Work to be completed
Return the lines of the data below starting at the one holding "Target: shoreline" and ending at the one holding "Reviewer note: check that each instance of the cookie with pink", word for word, leaving every picture out.

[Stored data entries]
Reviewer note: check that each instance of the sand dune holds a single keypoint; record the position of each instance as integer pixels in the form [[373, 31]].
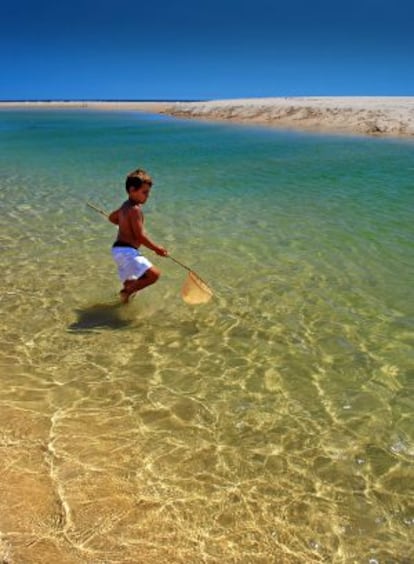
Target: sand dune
[[381, 116]]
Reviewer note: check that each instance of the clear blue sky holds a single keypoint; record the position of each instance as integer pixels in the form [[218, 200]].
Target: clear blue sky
[[166, 49]]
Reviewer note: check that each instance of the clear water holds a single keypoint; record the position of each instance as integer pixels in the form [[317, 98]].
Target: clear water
[[273, 424]]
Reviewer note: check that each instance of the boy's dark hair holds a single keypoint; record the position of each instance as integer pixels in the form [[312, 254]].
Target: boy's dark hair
[[137, 178]]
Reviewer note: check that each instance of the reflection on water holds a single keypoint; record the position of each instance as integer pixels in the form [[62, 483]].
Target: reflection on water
[[99, 316], [273, 424]]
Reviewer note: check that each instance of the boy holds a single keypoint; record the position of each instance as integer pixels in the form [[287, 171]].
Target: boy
[[135, 271]]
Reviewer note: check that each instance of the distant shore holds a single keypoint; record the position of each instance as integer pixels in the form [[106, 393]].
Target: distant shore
[[376, 116]]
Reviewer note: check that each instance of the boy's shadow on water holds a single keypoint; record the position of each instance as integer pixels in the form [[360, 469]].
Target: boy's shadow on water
[[99, 316]]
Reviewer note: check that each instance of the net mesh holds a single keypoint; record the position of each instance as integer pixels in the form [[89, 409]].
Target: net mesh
[[195, 291]]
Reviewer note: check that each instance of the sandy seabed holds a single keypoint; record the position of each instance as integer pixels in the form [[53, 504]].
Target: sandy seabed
[[378, 116]]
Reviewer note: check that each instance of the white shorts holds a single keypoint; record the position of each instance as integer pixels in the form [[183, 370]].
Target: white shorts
[[131, 264]]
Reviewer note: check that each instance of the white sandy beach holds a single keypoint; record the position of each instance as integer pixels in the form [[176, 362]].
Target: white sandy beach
[[379, 116]]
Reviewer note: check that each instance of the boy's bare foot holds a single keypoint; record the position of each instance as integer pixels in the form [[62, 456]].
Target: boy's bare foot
[[124, 296]]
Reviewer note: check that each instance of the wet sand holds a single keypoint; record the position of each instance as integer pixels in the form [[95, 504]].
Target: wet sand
[[377, 116]]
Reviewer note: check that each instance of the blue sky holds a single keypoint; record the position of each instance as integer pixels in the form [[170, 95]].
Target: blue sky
[[130, 49]]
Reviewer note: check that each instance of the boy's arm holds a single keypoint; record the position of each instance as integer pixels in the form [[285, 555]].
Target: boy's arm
[[114, 217]]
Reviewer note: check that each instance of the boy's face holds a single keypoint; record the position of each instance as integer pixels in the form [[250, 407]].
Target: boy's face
[[140, 195]]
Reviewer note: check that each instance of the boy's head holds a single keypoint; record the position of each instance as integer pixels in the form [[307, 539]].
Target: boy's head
[[136, 179]]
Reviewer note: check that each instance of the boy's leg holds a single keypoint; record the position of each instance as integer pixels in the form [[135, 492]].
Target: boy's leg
[[133, 286]]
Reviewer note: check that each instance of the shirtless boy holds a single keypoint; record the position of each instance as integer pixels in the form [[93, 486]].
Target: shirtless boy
[[135, 271]]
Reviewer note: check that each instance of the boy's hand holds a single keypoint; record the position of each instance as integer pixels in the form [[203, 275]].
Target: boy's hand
[[161, 251]]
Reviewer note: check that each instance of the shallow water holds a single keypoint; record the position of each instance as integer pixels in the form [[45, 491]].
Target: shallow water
[[273, 424]]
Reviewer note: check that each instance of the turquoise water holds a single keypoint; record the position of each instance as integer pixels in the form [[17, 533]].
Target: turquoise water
[[273, 424]]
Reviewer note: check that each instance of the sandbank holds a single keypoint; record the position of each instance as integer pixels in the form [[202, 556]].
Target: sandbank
[[379, 116], [150, 106]]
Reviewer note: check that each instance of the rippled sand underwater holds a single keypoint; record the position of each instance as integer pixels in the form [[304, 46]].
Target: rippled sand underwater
[[273, 424]]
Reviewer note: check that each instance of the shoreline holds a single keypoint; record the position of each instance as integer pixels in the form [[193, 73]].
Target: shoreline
[[376, 116], [372, 116]]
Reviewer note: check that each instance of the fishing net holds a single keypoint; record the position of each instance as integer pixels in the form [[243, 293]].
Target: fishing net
[[195, 291]]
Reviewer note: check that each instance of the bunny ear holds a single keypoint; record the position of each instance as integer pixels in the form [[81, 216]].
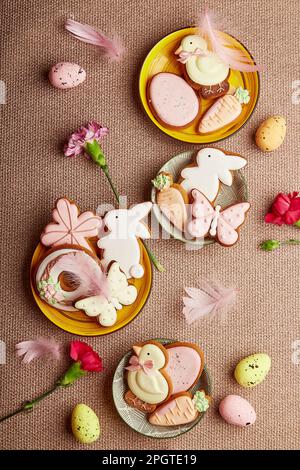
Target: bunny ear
[[141, 210], [142, 231], [233, 162]]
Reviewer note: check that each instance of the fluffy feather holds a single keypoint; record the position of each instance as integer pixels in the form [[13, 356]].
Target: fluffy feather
[[236, 59], [79, 273], [38, 348], [209, 300], [111, 48]]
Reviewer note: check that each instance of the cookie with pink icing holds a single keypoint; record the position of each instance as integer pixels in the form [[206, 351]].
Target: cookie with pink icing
[[69, 226], [185, 366], [223, 225], [65, 75], [172, 100]]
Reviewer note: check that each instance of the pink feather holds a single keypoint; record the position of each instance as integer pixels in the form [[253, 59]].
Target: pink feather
[[209, 300], [111, 48], [236, 59], [79, 273], [38, 348]]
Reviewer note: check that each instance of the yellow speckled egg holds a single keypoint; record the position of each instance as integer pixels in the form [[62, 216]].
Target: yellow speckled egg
[[271, 133], [252, 370], [85, 424]]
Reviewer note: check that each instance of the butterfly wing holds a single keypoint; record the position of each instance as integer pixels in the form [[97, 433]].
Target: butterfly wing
[[203, 212], [231, 219]]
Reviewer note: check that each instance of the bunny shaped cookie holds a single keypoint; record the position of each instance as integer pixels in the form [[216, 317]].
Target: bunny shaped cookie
[[121, 243], [213, 166]]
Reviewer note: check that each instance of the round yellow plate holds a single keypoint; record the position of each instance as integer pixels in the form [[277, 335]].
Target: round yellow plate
[[80, 324], [161, 58]]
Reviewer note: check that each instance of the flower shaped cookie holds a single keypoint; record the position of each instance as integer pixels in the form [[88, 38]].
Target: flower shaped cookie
[[70, 227]]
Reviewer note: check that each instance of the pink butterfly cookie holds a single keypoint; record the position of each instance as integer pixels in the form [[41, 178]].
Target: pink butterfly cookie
[[69, 226], [220, 224]]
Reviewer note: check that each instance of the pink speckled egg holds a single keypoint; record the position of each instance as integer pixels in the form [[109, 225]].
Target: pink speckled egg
[[236, 410], [66, 75]]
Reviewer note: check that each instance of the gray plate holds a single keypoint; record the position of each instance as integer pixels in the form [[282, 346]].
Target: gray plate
[[138, 420], [237, 192]]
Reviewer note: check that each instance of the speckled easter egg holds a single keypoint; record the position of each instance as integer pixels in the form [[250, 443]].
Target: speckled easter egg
[[271, 133], [237, 411], [66, 75], [252, 370], [85, 424]]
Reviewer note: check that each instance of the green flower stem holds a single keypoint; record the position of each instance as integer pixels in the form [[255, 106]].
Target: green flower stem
[[28, 406]]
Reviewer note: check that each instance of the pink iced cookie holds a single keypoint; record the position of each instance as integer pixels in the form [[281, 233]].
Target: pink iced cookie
[[184, 367], [173, 101], [66, 75], [69, 226], [237, 411]]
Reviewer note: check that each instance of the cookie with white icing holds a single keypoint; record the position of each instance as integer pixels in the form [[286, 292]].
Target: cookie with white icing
[[213, 166]]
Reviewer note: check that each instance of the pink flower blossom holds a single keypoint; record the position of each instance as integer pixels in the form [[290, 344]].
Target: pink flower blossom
[[86, 134]]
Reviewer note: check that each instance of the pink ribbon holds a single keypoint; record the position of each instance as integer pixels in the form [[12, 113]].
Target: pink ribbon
[[184, 56], [136, 364]]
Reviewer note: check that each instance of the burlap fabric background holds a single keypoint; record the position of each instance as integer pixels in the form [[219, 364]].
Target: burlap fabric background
[[35, 122]]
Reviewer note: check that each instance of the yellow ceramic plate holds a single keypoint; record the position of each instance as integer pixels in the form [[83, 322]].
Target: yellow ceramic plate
[[161, 58], [80, 324]]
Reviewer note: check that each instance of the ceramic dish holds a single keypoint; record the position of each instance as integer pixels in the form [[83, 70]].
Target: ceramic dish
[[161, 58], [238, 192], [137, 420], [80, 324]]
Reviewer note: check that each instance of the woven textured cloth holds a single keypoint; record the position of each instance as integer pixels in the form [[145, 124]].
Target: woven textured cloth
[[35, 122]]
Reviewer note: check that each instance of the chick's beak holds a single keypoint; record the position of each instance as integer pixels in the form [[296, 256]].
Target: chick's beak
[[137, 350]]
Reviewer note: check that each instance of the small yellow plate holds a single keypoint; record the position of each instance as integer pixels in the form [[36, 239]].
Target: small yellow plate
[[161, 58], [80, 324]]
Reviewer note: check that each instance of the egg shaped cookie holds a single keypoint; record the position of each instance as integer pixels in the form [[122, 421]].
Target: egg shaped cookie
[[173, 102]]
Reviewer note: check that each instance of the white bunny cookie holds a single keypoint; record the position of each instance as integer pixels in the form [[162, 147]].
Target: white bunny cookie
[[121, 243], [213, 166], [119, 292]]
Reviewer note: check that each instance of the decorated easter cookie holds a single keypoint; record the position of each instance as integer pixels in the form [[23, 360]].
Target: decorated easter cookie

Response to this exercise
Target: shoreline
[[376, 116], [372, 116]]
Reviewer note: check that each instance of the fishing net holds a single keypoint; record the position of each instance as integer pixels in the form [[243, 293]].
Target: fishing net
[[195, 291]]
Reviewer note: check that each instance of the bunny ear holds a single keypoint; record the position of each instance as integer pixels in the form [[81, 216]].
Target: bunny ear
[[141, 210], [142, 231], [233, 162]]
Reviewer note: check that each instance of the fluffy feather holds a single keypoint; record the position of each instance as integer pixels in the form [[13, 356]].
Target: fluffy feather
[[236, 59], [79, 273], [38, 348], [209, 300], [111, 48]]
Reviewer note: check that each instance of the cookie with pink icing holds a single keypoint; record the position of each instance as integer pixels in the form [[206, 351]].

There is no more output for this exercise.